▸ Problem details:
Output the listing below as a Markdown table with columns "Row" and "Line", starting at the line that contains "I bet you can't find the dark" and ending with the line that contains "I bet you can't find the gull head". Give only those lines, and leave out any blank lines.

▸ Data in this exercise:
○ ○ ○ ○ ○ ○ ○

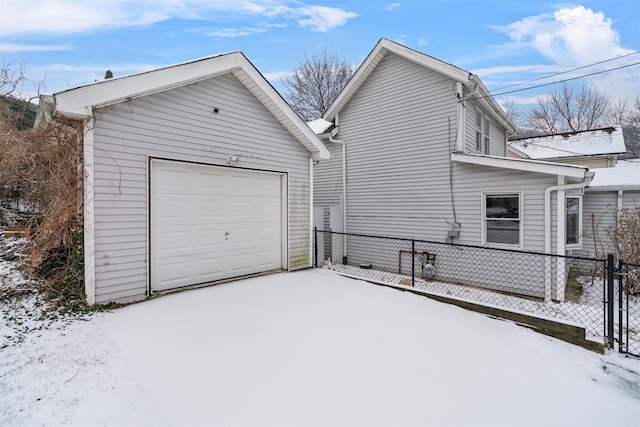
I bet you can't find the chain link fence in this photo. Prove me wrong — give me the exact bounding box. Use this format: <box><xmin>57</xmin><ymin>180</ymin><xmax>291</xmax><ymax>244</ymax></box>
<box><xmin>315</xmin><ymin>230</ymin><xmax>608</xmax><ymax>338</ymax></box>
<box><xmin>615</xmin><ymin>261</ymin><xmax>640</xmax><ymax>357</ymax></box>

○ ○ ○ ○ ○ ○ ○

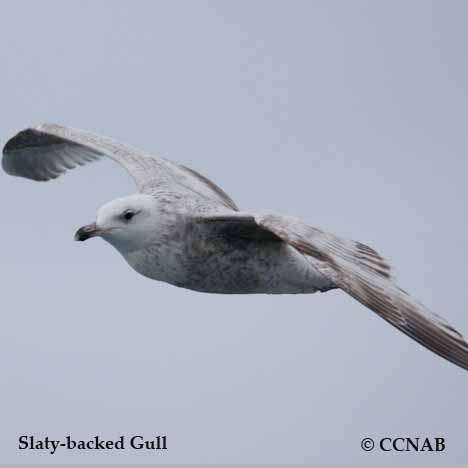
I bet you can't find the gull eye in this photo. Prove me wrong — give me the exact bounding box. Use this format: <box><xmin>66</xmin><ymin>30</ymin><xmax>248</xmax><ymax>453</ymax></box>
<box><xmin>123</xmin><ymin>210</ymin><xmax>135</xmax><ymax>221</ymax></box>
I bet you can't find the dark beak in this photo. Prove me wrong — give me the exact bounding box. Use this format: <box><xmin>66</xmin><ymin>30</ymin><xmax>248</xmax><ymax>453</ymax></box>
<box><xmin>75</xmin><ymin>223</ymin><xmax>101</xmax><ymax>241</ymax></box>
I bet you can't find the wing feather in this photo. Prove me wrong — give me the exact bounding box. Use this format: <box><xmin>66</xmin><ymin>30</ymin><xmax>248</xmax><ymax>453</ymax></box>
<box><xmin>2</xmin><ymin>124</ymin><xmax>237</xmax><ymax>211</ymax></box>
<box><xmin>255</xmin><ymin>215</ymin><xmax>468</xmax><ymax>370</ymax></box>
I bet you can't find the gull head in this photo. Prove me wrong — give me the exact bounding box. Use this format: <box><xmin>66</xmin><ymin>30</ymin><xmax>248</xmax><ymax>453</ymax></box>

○ ○ ○ ○ ○ ○ ○

▸ Full solution:
| Row | Line |
|---|---|
| 1 | I bet you can't find the dark beak in this photo. Prove me wrong — give me the exact bounding box. Use this format: <box><xmin>66</xmin><ymin>30</ymin><xmax>248</xmax><ymax>453</ymax></box> |
| 2 | <box><xmin>75</xmin><ymin>223</ymin><xmax>101</xmax><ymax>241</ymax></box> |
| 3 | I bet you can't find the wing feather in this photo. Prove me wrong — give me the exact bounding box. Use this format: <box><xmin>66</xmin><ymin>30</ymin><xmax>248</xmax><ymax>453</ymax></box> |
| 4 | <box><xmin>2</xmin><ymin>124</ymin><xmax>237</xmax><ymax>211</ymax></box> |
| 5 | <box><xmin>255</xmin><ymin>215</ymin><xmax>468</xmax><ymax>370</ymax></box> |
| 6 | I bet you can't find the gull head in this photo. Prove me wrong — give me the exact bounding box. Use this format: <box><xmin>66</xmin><ymin>30</ymin><xmax>248</xmax><ymax>453</ymax></box> |